What you should do: Copy the lines below, starting with the first one and continuing through the line that contains "[[508, 88], [508, 106]]", including both ends. Leave the pictures out of your copy.

Records from a data collection:
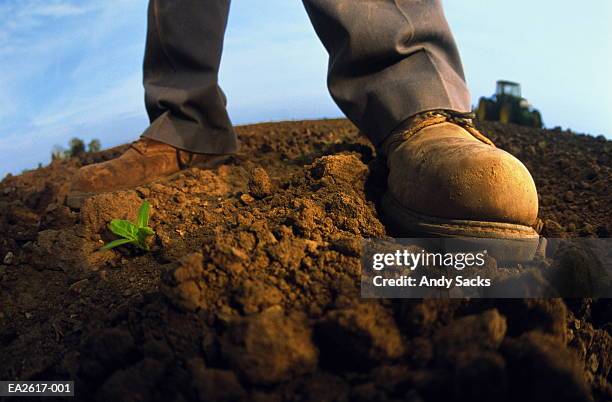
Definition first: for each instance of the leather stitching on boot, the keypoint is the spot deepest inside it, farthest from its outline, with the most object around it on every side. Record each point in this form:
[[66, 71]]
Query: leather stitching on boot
[[432, 118]]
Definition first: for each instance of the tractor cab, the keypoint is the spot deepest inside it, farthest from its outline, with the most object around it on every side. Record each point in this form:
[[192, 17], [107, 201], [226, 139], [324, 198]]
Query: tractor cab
[[508, 88], [508, 106]]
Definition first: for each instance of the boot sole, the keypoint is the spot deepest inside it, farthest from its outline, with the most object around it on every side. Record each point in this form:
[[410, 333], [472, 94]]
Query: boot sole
[[521, 243], [76, 199]]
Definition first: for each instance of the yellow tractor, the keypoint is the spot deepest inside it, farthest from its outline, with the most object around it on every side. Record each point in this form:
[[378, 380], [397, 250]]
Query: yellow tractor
[[508, 106]]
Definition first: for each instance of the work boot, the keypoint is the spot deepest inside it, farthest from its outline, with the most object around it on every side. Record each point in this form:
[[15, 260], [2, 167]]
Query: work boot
[[446, 179], [145, 161]]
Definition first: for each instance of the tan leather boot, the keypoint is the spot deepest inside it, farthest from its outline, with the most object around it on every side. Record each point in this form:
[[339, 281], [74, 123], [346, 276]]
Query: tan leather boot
[[446, 179], [145, 161]]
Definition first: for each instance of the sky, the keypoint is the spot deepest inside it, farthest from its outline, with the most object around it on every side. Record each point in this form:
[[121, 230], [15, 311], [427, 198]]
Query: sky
[[72, 68]]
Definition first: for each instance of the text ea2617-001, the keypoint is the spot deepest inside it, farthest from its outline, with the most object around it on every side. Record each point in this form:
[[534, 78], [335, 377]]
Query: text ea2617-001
[[36, 388]]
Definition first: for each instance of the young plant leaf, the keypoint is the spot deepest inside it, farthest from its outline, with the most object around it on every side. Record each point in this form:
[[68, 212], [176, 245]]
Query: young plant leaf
[[143, 214], [123, 228], [136, 234], [116, 243]]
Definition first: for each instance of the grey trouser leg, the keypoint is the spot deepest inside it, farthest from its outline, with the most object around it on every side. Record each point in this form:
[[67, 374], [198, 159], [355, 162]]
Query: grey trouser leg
[[185, 104], [389, 60]]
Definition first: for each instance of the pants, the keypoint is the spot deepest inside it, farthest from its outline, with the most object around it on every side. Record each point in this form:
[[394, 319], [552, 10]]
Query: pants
[[388, 60]]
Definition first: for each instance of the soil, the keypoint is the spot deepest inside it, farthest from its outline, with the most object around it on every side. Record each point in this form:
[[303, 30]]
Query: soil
[[251, 289]]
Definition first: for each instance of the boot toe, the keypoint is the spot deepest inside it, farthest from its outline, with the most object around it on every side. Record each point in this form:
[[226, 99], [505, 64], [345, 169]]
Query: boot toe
[[462, 179]]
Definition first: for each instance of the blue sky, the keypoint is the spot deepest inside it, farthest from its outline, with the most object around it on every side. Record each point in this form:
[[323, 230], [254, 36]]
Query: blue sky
[[73, 67]]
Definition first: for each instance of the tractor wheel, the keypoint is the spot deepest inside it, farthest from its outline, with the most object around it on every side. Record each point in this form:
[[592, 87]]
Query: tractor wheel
[[505, 114], [482, 113]]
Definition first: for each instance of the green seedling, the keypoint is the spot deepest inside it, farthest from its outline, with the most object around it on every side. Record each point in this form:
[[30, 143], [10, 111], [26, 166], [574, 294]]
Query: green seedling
[[135, 234]]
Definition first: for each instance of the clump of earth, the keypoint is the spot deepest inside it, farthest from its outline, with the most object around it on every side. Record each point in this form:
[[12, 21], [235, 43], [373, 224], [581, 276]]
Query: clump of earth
[[251, 289]]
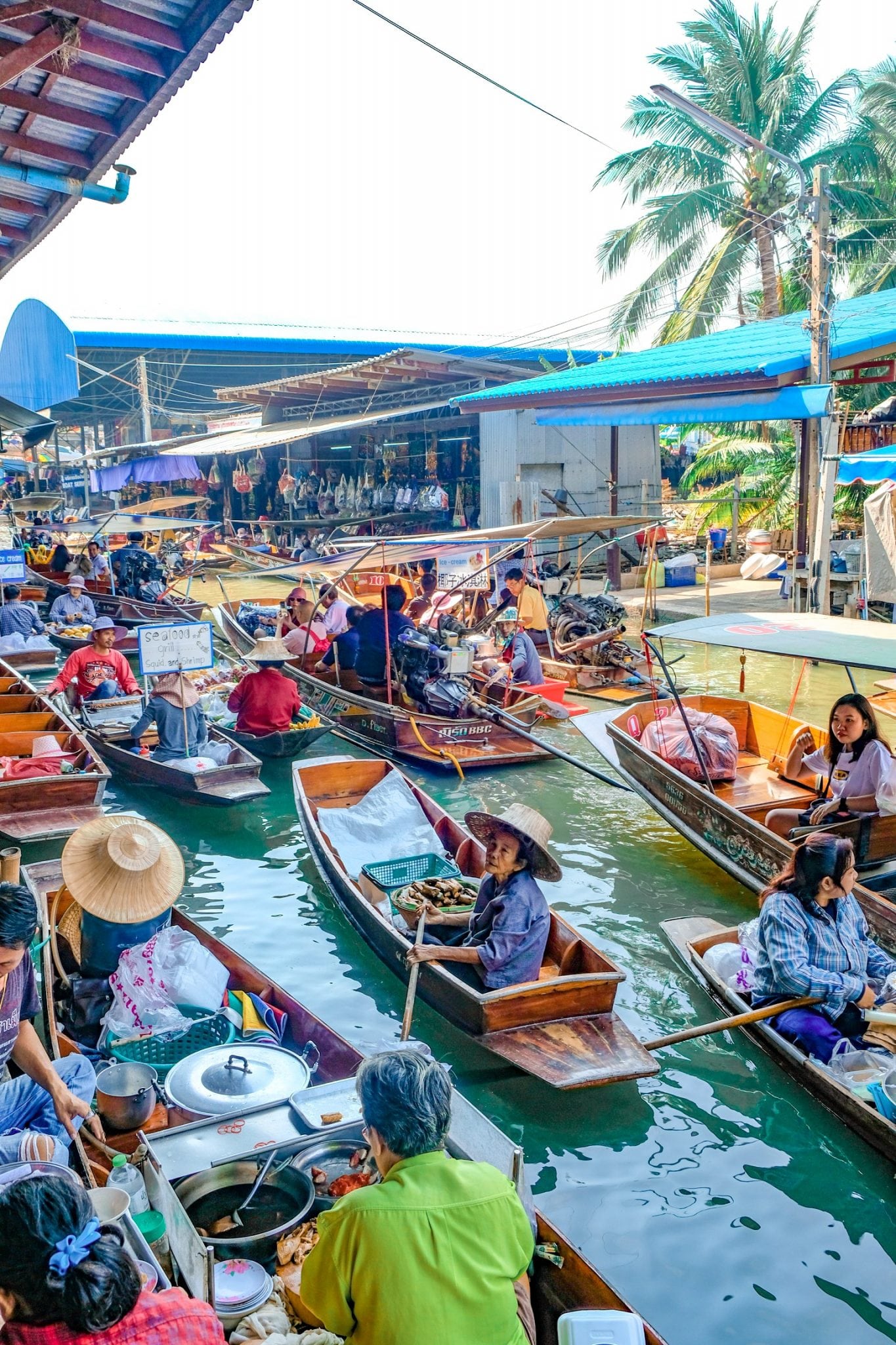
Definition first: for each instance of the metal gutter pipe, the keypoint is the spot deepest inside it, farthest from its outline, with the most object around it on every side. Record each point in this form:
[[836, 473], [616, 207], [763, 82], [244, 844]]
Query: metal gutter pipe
[[73, 186]]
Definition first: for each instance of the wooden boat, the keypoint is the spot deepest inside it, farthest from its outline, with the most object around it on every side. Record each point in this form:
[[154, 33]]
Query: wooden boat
[[568, 1286], [561, 1028], [45, 807], [691, 938], [226, 785], [393, 730]]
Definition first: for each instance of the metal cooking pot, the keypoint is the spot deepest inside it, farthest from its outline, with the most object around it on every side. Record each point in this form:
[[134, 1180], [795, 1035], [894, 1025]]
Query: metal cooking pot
[[127, 1095], [297, 1191]]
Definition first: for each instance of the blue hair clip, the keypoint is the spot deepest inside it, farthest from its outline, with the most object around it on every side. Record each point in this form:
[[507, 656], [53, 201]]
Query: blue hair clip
[[70, 1251]]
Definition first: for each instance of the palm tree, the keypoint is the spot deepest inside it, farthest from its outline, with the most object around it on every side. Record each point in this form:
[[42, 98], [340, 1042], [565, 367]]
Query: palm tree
[[715, 213]]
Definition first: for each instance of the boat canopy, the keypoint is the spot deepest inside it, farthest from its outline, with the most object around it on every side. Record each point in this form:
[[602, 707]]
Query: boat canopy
[[800, 635]]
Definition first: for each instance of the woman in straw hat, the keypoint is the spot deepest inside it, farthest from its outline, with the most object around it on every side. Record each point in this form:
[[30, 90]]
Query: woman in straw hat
[[174, 708], [503, 942]]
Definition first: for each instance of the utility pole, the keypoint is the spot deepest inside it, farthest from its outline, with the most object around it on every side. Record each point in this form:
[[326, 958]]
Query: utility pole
[[142, 384]]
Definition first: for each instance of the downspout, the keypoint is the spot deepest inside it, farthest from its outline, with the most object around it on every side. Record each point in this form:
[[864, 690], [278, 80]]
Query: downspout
[[73, 186]]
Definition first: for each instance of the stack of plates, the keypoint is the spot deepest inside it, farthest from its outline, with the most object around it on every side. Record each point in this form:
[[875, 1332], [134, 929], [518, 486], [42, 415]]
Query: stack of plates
[[241, 1286]]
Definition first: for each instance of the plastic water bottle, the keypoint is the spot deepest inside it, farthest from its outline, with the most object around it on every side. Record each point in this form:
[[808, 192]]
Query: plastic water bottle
[[129, 1179]]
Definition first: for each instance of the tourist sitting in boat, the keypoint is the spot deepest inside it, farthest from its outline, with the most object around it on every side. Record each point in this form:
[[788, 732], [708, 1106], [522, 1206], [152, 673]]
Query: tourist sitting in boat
[[65, 1277], [267, 701], [18, 617], [503, 940], [853, 766], [98, 671], [437, 1241], [172, 704], [532, 611], [74, 607], [307, 635], [47, 1102], [813, 940], [371, 632]]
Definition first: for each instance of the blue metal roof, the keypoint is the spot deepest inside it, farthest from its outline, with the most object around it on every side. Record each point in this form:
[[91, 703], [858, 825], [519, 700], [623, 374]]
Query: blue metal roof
[[763, 349]]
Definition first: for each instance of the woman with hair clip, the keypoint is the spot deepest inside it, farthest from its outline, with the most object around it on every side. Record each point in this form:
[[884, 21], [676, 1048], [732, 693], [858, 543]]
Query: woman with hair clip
[[66, 1278], [855, 763], [813, 940]]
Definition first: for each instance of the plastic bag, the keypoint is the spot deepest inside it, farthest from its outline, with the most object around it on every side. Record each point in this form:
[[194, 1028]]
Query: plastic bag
[[716, 739]]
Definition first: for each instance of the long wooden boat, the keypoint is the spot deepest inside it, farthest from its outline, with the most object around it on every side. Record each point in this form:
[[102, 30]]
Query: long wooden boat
[[559, 1028], [691, 938], [45, 807], [393, 730], [559, 1286]]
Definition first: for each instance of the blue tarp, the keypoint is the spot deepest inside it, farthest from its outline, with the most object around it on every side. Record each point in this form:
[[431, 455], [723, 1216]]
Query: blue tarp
[[805, 403], [874, 467]]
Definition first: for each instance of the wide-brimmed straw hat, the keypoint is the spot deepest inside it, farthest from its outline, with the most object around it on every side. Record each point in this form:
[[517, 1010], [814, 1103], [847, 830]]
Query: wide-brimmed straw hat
[[526, 824], [123, 870], [270, 649]]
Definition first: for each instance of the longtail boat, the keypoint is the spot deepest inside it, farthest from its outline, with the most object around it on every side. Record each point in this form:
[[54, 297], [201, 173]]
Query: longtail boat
[[565, 1283], [727, 822], [691, 938], [47, 806], [559, 1028], [395, 731]]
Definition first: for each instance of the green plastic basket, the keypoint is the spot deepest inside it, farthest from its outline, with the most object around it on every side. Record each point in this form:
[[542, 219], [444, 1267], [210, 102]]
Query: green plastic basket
[[163, 1055], [391, 875]]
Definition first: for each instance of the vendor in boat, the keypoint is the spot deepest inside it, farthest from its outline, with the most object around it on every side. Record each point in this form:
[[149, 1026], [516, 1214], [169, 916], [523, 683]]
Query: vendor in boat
[[68, 1278], [371, 632], [435, 1252], [47, 1102], [98, 671], [74, 607], [174, 708], [853, 766], [267, 701], [503, 940], [532, 611], [18, 618], [813, 940]]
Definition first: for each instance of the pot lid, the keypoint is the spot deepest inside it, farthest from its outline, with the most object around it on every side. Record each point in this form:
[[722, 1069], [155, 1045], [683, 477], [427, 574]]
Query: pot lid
[[227, 1078]]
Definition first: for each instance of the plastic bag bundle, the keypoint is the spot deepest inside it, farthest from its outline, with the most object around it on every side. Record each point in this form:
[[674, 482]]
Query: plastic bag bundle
[[715, 738]]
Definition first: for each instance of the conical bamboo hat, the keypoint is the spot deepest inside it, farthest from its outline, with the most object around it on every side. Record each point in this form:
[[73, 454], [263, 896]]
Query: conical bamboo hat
[[123, 870]]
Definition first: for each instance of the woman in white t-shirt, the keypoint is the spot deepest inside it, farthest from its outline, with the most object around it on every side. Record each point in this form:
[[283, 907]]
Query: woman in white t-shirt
[[853, 766]]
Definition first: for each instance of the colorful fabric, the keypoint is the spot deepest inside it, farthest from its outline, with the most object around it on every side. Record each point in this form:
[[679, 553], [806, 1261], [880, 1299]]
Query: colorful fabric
[[457, 1239]]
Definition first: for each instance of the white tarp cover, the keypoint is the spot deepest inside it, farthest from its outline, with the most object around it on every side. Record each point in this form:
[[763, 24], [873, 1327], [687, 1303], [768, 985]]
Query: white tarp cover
[[880, 544], [389, 824]]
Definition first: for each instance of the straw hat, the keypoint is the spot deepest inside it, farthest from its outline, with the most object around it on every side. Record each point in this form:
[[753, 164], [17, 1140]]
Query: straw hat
[[528, 825], [270, 650], [123, 870]]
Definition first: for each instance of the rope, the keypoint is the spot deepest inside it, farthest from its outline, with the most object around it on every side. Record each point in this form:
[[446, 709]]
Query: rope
[[441, 752]]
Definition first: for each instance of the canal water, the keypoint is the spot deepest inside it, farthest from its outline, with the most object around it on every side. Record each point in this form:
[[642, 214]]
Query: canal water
[[719, 1197]]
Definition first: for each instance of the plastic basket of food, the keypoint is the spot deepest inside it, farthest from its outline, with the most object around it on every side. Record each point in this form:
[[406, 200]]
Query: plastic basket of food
[[390, 875]]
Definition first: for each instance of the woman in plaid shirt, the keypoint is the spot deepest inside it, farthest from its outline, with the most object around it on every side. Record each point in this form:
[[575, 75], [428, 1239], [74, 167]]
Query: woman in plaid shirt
[[813, 940]]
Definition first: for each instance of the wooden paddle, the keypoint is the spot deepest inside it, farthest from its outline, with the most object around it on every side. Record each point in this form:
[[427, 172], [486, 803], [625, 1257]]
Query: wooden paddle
[[412, 984], [739, 1020]]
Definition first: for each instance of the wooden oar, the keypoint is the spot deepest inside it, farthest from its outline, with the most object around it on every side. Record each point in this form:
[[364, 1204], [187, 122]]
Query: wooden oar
[[412, 984], [739, 1020]]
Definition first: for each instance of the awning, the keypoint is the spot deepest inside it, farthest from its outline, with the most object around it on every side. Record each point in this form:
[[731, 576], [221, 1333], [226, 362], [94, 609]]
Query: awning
[[871, 468], [802, 403], [800, 635]]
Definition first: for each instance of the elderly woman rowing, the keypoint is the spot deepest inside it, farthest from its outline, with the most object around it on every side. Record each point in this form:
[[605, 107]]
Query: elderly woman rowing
[[503, 942]]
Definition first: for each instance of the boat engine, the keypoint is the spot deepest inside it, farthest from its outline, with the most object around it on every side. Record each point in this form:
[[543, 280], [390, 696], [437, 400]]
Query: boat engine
[[431, 673]]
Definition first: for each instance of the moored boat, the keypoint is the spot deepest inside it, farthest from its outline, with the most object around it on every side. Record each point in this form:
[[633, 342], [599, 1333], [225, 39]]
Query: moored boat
[[559, 1028]]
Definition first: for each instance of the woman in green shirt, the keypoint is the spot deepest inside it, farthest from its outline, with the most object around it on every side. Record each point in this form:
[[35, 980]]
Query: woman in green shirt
[[435, 1251]]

Answer to this exercise:
Definition first: for each instance of the leather stitching on boot, the keypoint is the spot deepest inside it, farthest from its outline, with the most object around it on every side. Record each point in this form:
[[66, 71]]
Query: leather stitching on boot
[[432, 118]]
Definition first: for each instance of the tractor cab, the keypoint is the spot deepest inside it, farthest from its outline, with the most object around it on every side. Record each point in this form:
[[192, 17], [107, 201], [226, 139], [324, 198]]
Query: tractor cab
[[508, 88], [508, 106]]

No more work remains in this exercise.